- _Brief 1_:
List every number written in figures in the article on electric scooters in Spain below, each with what it refers to.
- _Brief 2_:
For each statement, decide whether the article on electric scooters in Spain below supports it. Answer yes or no and quote the words of the article that settle it.
(a) The young man will be prosecuted for recklessness.
(b) Alicante currently has an ordinance setting a speed limit for scooters.
(c) Alicante's Local Police say scooters may travel on the road.
- _Brief 3_:
Continue the article on electric scooters in Spain below from its final sentence.

Supplied passage below:

While there are an estimated 100,000 personal mobility devices in use here in Spain, many of them the fairly recent mania of electric scooters, there are no national rules yet on where and how they can be used, adding to the chaos on many city roads.
In some municipalities they are allowed the freedom of the highway whereas in others their presence on roads and pavements is strictly controlled.
The matter was brought to a head last week following the public outrage after the death of a 90 year old woman, who was hit from behind by two people who were traveling on the same scooter.
The lady, named Betra, was out for a late evening stroll in her home town of Esplugues de Llobregat in Catalonia when she was suddenly hit from behind by 19 year old Alexi who was said to be travelling at less than 10 kilometres per hour.
Berta fell and hit her head against the pavement. She suffered internal bleeding and died later in the local Hospital.
A judge has now ruled that the young man responsible for her death, thought to be the first fatality involving an electric scooter in Spain will face a fine at the most. He will be prosecuted for recklessness, a minor offense that means he will avoid prison if found guilty.
In the Alicante Province alone there are said to be around 10,000 such electric scooters using the roads every single day but it has taken the death of Berta before the authorities deemed it necessary to issue any form of guidelines.
Alicante’s Local Police is now stopping the scooters, particularly in central areas, to inform the riders about their obligation to travel at a maximum speed of 5 kilometres per hour, and exclusively on pavements, that is, at pedestrian speed, although there is currently no ordinance and the information is purely issued as a guideline. They are prohibited from travelling on the road. However they do say that this may vary when the City Council finally approves the pending ordinance.

End of Supplied passage.
Data for analysis below:

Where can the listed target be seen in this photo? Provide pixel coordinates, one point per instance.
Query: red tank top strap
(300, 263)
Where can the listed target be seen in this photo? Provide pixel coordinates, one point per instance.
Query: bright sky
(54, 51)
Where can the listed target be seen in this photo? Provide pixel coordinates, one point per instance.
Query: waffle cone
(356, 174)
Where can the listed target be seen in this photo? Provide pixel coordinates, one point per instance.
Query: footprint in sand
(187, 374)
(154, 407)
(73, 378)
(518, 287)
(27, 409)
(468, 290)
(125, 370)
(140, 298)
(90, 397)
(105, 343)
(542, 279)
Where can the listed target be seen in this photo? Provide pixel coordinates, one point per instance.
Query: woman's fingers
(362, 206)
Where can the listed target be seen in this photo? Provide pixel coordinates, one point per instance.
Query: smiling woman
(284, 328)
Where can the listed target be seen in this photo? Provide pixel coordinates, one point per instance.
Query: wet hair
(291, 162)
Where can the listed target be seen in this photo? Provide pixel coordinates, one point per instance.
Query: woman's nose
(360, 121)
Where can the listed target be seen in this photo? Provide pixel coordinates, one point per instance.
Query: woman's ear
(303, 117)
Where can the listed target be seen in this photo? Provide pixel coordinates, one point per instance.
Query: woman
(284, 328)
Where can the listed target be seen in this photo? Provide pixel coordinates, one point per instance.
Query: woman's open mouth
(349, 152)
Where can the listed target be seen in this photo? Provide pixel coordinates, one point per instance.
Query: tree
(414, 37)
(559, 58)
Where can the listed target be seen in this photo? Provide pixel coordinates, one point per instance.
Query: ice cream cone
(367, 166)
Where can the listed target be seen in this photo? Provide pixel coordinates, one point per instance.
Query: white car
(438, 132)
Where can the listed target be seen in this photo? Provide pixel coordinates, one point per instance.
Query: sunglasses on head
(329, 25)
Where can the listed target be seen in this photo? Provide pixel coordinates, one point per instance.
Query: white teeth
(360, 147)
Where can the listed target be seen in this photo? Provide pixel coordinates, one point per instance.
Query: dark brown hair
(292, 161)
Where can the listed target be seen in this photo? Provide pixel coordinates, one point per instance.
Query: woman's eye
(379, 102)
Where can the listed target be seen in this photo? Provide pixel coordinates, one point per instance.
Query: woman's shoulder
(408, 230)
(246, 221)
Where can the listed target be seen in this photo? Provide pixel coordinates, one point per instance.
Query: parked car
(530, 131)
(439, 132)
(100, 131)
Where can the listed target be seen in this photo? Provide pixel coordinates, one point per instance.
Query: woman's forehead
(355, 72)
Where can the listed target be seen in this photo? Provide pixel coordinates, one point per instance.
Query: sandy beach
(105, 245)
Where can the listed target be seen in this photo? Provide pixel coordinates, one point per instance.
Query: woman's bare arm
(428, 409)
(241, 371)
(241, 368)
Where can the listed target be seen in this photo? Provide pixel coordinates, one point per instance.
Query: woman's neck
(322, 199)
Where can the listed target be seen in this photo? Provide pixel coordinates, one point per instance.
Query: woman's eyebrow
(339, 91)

End of Data for analysis.

- _Answer space 1_:
100,000: estimated personal mobility devices in use in Spain
90: age of the woman who was hit
19: age of the young man who hit her
10: the speed in kilometres per hour he was said to be traveling under
10,000: electric scooters said to use the roads daily in the Alicante Province
5: maximum speed in kilometres per hour that Alicante's Local Police tell riders to keep to

- _Answer space 2_:
(a) Yes: "He will be prosecuted for recklessness"
(b) No: "although there is currently no ordinance and the information is purely issued as a guideline"
(c) No: "They are prohibited from travelling on the road."

- _Answer space 3_:
These guidelines are aimed at electric scooters and other vehicles with reduced mobility up to 250 watts of power but which could reach a speed of 20 kilometres per hour, and which are the majority of those circulating in the province.
This is an information campaign that will attempt to regulate the vehicles for the time being, until such time as the City Council finalises the municipal ordinance.
The Local Police have said that they are now issuing fines to scooters on the pavements which they consider to be driving at dangerous pedestrian speeds. They also say that those who travel on the cyclocalles are also exposed to denunciation, that is, the lanes of the roads that are shared by cars and bicycles.
This is an issue that has been in legal limbo for years, with rules that are particularly confusing because, on the one hand, the current regulations prohibit scooters on pavements and roadways in the absence of municipal regulations while article 121 of the Traffic Regulation states that skates, skateboards and similar devices cannot be used on the road.